EXERCISE INSTRUCTIONS: In the data below, count the lines that contain the string "Mark" and give only that number.

Labeled contour entries:
□ □ □ □ □ □ □
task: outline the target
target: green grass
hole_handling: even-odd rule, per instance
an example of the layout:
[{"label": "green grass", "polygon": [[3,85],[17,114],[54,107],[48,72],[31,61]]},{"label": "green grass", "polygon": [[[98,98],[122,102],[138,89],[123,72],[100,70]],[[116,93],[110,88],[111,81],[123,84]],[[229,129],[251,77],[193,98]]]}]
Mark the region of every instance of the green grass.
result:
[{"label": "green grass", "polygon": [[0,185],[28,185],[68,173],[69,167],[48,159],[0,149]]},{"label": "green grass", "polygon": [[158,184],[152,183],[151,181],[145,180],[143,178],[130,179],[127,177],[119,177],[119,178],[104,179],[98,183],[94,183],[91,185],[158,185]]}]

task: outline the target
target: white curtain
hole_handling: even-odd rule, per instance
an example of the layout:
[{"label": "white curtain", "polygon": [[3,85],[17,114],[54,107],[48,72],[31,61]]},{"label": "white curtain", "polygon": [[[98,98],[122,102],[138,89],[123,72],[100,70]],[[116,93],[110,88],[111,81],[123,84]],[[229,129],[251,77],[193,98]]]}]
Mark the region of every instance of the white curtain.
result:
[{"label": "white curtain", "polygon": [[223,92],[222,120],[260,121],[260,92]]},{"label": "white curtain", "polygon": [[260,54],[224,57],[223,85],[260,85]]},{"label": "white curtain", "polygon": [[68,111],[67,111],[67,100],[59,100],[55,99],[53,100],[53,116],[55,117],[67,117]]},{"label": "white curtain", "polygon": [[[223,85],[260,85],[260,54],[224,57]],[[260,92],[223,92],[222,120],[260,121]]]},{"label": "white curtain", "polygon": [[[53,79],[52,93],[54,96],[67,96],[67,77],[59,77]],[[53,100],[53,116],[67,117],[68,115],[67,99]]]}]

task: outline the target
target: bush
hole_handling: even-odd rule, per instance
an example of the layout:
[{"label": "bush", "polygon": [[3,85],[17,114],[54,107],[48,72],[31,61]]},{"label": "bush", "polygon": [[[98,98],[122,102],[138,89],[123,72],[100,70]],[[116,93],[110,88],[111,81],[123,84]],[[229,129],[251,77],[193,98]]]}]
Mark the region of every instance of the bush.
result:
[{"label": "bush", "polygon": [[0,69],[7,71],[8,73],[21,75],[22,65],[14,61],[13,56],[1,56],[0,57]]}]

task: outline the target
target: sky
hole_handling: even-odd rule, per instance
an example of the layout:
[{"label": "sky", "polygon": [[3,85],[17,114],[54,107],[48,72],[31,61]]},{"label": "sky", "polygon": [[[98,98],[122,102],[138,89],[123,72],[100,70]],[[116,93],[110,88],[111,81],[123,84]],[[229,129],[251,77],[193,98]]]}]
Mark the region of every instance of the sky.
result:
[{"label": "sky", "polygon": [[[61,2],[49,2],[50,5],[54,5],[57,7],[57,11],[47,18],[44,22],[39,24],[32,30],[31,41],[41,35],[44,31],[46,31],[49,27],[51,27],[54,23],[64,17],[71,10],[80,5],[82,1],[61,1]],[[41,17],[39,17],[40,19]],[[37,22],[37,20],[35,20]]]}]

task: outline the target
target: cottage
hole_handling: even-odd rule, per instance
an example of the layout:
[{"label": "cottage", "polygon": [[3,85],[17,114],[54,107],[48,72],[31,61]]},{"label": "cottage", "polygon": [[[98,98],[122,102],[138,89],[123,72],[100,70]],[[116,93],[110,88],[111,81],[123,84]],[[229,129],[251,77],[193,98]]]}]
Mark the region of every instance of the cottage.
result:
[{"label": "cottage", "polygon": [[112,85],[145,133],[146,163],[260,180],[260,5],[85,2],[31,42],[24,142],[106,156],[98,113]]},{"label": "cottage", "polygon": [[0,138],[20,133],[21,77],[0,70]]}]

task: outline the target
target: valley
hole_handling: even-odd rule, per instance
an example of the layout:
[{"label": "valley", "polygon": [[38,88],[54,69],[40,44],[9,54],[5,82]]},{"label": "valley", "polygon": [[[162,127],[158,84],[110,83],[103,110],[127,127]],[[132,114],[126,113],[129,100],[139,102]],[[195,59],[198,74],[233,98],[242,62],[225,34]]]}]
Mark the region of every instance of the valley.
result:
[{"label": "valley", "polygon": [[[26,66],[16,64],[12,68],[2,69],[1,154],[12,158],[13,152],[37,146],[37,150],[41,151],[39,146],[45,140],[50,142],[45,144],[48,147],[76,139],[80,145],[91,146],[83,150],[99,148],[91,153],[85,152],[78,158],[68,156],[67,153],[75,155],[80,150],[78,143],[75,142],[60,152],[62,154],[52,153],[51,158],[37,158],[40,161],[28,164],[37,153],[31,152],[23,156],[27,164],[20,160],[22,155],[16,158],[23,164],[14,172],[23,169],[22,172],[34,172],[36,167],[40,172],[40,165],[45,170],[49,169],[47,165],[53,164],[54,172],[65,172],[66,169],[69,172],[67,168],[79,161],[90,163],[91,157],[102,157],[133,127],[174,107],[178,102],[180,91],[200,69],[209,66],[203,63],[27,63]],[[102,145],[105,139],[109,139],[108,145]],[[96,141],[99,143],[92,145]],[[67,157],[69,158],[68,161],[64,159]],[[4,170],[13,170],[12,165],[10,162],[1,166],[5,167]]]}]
□ □ □ □ □ □ □
TASK OUTPUT: 6